- **Exercise data**
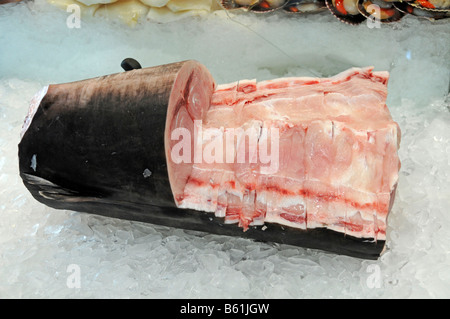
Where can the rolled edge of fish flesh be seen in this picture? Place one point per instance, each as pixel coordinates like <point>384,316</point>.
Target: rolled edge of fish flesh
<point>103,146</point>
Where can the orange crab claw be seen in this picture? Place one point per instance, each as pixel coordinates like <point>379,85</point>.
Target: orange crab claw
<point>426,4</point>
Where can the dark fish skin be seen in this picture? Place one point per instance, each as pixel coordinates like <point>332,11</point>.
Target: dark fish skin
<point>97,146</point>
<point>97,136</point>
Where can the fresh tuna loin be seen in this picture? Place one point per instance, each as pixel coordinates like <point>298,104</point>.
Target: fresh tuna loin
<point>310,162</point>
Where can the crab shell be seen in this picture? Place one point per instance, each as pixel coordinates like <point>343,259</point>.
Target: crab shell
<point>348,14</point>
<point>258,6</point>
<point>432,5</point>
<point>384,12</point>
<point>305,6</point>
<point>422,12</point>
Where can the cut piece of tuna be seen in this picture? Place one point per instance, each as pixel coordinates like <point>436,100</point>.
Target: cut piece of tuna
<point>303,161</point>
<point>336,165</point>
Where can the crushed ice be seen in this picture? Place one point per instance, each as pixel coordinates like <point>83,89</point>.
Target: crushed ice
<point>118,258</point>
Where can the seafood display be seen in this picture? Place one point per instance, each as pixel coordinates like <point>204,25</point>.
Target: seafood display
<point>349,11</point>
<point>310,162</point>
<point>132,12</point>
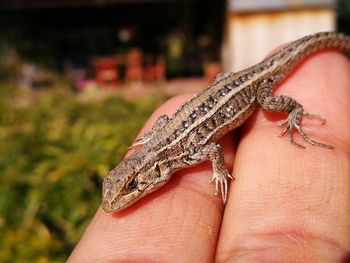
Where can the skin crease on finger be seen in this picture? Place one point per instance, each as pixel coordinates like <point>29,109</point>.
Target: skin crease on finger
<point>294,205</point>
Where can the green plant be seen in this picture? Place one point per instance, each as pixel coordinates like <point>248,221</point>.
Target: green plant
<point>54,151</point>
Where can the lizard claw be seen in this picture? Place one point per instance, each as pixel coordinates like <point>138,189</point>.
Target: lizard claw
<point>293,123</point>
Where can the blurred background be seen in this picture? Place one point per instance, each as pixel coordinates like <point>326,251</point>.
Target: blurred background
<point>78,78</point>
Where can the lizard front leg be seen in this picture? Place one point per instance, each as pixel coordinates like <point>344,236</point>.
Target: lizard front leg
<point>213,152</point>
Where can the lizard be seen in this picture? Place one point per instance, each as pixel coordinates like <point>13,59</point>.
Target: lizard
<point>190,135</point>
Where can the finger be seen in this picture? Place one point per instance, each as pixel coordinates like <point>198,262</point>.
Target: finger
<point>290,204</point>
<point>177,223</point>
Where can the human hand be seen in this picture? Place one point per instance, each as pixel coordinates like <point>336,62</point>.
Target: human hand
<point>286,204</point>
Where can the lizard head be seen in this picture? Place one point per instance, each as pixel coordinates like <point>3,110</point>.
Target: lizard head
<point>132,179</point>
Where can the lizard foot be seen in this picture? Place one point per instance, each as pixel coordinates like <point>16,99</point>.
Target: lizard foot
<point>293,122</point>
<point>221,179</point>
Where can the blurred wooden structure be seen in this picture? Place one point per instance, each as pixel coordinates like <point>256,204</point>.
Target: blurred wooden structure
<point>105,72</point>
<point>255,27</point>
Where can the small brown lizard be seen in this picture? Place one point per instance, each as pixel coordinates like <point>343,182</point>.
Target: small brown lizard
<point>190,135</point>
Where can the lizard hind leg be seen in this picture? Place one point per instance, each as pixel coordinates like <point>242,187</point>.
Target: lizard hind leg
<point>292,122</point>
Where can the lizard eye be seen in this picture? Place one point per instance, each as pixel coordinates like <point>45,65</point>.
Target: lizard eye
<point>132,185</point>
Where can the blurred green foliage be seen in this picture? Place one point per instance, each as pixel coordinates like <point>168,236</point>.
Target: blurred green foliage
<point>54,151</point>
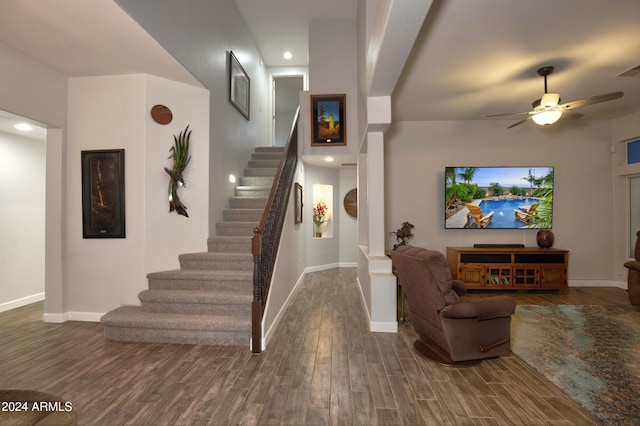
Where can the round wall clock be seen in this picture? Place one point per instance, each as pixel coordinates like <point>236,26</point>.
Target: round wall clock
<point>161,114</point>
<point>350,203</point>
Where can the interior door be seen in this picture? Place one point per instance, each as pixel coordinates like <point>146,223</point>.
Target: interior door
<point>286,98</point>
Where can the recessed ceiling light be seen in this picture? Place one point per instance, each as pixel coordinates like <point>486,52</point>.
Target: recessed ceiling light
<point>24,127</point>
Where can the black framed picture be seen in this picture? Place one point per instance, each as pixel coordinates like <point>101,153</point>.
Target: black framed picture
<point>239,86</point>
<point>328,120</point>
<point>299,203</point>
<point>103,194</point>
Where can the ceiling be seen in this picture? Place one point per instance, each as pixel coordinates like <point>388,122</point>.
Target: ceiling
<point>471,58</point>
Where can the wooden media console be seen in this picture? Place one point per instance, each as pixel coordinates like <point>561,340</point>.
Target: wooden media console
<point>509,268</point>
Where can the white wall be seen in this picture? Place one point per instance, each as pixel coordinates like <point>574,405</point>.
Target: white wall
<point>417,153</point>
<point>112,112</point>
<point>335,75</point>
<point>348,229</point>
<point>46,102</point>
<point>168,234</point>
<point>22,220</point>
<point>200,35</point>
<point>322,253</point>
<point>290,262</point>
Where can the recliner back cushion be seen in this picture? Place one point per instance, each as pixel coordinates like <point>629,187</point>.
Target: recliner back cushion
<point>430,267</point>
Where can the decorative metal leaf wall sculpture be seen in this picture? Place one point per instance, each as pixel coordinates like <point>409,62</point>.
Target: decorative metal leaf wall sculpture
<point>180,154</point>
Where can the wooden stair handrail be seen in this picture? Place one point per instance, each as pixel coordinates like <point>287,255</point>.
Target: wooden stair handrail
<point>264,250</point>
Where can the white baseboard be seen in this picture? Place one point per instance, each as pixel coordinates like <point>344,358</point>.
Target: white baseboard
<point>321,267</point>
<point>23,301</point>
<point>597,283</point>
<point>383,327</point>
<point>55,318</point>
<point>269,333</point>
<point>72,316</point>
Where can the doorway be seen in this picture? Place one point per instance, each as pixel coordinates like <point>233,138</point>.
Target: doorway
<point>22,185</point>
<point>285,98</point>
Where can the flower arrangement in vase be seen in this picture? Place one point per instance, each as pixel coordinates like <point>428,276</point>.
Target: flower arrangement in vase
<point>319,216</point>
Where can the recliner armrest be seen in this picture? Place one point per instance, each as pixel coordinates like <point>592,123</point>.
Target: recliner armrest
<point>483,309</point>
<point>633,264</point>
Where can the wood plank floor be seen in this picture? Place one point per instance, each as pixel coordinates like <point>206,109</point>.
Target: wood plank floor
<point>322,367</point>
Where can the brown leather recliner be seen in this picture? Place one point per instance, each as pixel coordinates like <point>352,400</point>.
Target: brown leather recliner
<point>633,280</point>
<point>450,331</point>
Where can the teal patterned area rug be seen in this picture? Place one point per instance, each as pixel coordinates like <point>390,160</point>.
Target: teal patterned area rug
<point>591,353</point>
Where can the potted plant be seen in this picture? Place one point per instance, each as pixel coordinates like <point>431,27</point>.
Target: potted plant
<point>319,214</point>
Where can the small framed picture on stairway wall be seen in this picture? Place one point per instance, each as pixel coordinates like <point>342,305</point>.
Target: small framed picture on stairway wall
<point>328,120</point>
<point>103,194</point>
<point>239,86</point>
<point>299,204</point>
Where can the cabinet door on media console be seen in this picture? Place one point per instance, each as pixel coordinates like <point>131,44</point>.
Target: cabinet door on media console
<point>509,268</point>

- **Directions for this task**
Generate a word-for-word copy of the preceding records, excluding all pictures.

- **Solution**
Where can the rolled edge of fish flesh be seen in this picture? Place one point per instance, each as pixel coordinates like <point>384,316</point>.
Target: rolled edge of fish flesh
<point>103,146</point>
Where can the orange crab claw be seen in this picture? Place one point per instance, each as pixel coordinates like <point>379,85</point>.
Target: orange crab claw
<point>426,4</point>
Where can the dark fish skin be seen in this picture? Place one point per instance, each as pixel coordinates like <point>332,11</point>.
Target: dark fish skin
<point>97,146</point>
<point>97,136</point>
Where can the fresh tuna loin be seen in this picture? Place one point per instance, each as pixel coordinates like <point>298,104</point>.
Target: fresh tuna loin
<point>310,162</point>
Where can the crab shell be seen in this picture? Place one point per instance, each as pixel coordinates like <point>343,259</point>.
Target: crab shell
<point>348,14</point>
<point>258,6</point>
<point>432,5</point>
<point>384,12</point>
<point>305,6</point>
<point>422,12</point>
Where can the cut piece of tuna be seen in this picture? Place one point per instance, each as pixel coordinates like <point>436,100</point>.
Target: cut piece of tuna
<point>303,161</point>
<point>336,165</point>
Where can the crushed ice be seen in this picture? Place one point per instance, each as pixel coordinates like <point>83,89</point>.
Target: crushed ice
<point>118,258</point>
Where can the seafood display be seen in this picture? Place one point per instance, each as pixel coordinates like <point>204,25</point>.
Target: seafood display
<point>349,11</point>
<point>310,162</point>
<point>132,12</point>
Where can the skin crease on finger be seen in this picture? Place one point per instance, each as pixel coordinates like <point>29,109</point>.
Target: skin crease on finger
<point>294,205</point>
Where can the green plant be seen in this picture? Place one point per instance, each as pixel coordinates like <point>248,221</point>.
Target: green plant
<point>54,151</point>
Where can the lizard claw be seen in this picture? Place one point per instance, each as pixel coordinates like <point>138,189</point>.
Target: lizard claw
<point>293,123</point>
Where can the blurred background be seen in this picture? Place one point per instance, each as pixel coordinates like <point>326,251</point>.
Target: blurred background
<point>78,78</point>
Where can the lizard front leg be seen in this picture? Place one point per instance, each as pixel coordinates like <point>344,236</point>.
Target: lizard front leg
<point>213,152</point>
Where can the lizard be seen in this picture? Place one point per instance, each as pixel coordinates like <point>13,59</point>.
Target: lizard
<point>190,135</point>
Where can the finger be seen in this picture? Place one point per instance, each as pixel coordinates like <point>198,262</point>.
Target: finger
<point>290,204</point>
<point>177,223</point>
Where can the human hand be seen in this picture? Place one point per instance, each as pixel coordinates like <point>336,62</point>.
Target: human hand
<point>286,204</point>
Where can the lizard head be seen in this picture? Place one point per instance, each as pixel coordinates like <point>3,110</point>.
Target: lizard head
<point>132,179</point>
Where can the lizard foot be seen in this picture? Place one point per instance, each as pixel coordinates like <point>16,99</point>.
Target: lizard foot
<point>293,122</point>
<point>221,179</point>
Where can the blurred wooden structure be seen in this picture? Place one point per instance, each as pixel coordinates like <point>256,204</point>.
Target: blurred wooden structure
<point>105,72</point>
<point>255,27</point>
Where can the small brown lizard be seen in this picture? Place one point per instance, each as pixel coordinates like <point>343,182</point>.
Target: small brown lizard
<point>190,135</point>
Where can the lizard hind leg be seen in this picture? Place one point per instance, each as pixel coordinates like <point>242,187</point>.
Target: lizard hind leg
<point>292,122</point>
Where can the lizard eye be seen in this picture? Place one point per instance, each as pixel coordinates like <point>45,65</point>.
Target: lizard eye
<point>132,185</point>
Where can the blurred green foliage be seen in this picture? Place one point per instance, each as pixel coordinates like <point>168,236</point>.
Target: blurred green foliage
<point>54,151</point>
Where can the round wall clock be seen in this picture? Place one point per instance, each as pixel coordinates like <point>236,26</point>.
Target: round wall clock
<point>161,114</point>
<point>350,203</point>
Where can the interior door be seen in this picture? Place one point per instance, each as pixel coordinates like <point>146,223</point>.
Target: interior door
<point>286,98</point>
Where can the recessed ceiling light be seen in this picture? Place one point per instance, each as pixel coordinates like <point>486,52</point>.
Target: recessed ceiling light
<point>24,127</point>
Where can the black framed picture be seen in this picture? Place one point per instance, each as pixel coordinates like <point>101,153</point>.
Target: black framed picture
<point>239,86</point>
<point>328,120</point>
<point>299,203</point>
<point>103,194</point>
Where can the ceiling be seen in this picture? Place one point per instance, each as pixel coordinates like <point>388,122</point>.
Target: ceiling
<point>471,58</point>
Where can the wooden media console be seen in this picture? Place one point per instance, each as pixel coordinates like <point>561,340</point>.
Target: wooden media console
<point>509,268</point>
Where can the white wall be seen in this picture? Place one point per instance, each as pixel coordinates like <point>574,405</point>.
Target: white wall
<point>417,153</point>
<point>112,112</point>
<point>335,75</point>
<point>348,229</point>
<point>46,102</point>
<point>168,234</point>
<point>22,220</point>
<point>200,35</point>
<point>322,253</point>
<point>290,262</point>
Where can the recliner back cushion be seen in this picture? Place one point per instance, each as pixel coordinates like <point>629,187</point>.
Target: recliner back cushion
<point>430,267</point>
Where can the decorative metal leaf wall sculpture be seen in this picture? Place one point per instance, each as pixel coordinates like <point>409,62</point>.
Target: decorative metal leaf wall sculpture
<point>180,154</point>
Where can the wooden stair handrail be seen in this picture? Place one point per instance, each as pixel coordinates like <point>287,255</point>.
Target: wooden stair handrail
<point>264,250</point>
Where can the white baseboard be seen in this picture? Place one point per instance, each as pixel coordinates like <point>344,358</point>.
Target: white baseboard
<point>321,267</point>
<point>23,301</point>
<point>597,283</point>
<point>383,327</point>
<point>55,318</point>
<point>269,333</point>
<point>72,316</point>
Where can the doorway be seen in this picture? Place one point per instance, each as pixel coordinates like <point>233,138</point>.
Target: doorway
<point>22,185</point>
<point>285,98</point>
Where can the flower arrangement in vase be seen in this picture? Place one point per instance, each as pixel coordinates like <point>428,276</point>.
Target: flower arrangement in vase
<point>319,216</point>
Where can the recliner armrest be seen in this picture? Place one point per instance, each as pixel coordinates like <point>592,123</point>.
Target: recliner armrest
<point>483,309</point>
<point>633,264</point>
Where can the wood plank floor be seen in this picture? Place one point per instance, each as pixel coordinates like <point>206,109</point>.
Target: wood plank floor
<point>322,367</point>
Where can the brown leather recliner be seen in this picture? Place one point per instance, each as pixel coordinates like <point>352,400</point>.
Target: brown leather recliner
<point>633,280</point>
<point>450,331</point>
Where can the teal patterned area rug be seen in this picture? Place one point per instance, each as pixel coordinates like <point>390,160</point>.
Target: teal patterned area rug
<point>591,353</point>
Where can the potted plant be seen in this picture? Place one point per instance, each as pixel coordinates like <point>431,27</point>.
Target: potted plant
<point>319,214</point>
Where can the small framed picture on stairway wall be seen in this picture? Place one point per instance, each as pixel coordinates like <point>342,305</point>.
Target: small framed picture on stairway wall
<point>328,120</point>
<point>103,194</point>
<point>239,86</point>
<point>299,204</point>
Where can the cabinet door on media console be seen in this picture? Place one point per instance, each as pixel coordinates like <point>131,44</point>.
Target: cabinet door on media console
<point>509,268</point>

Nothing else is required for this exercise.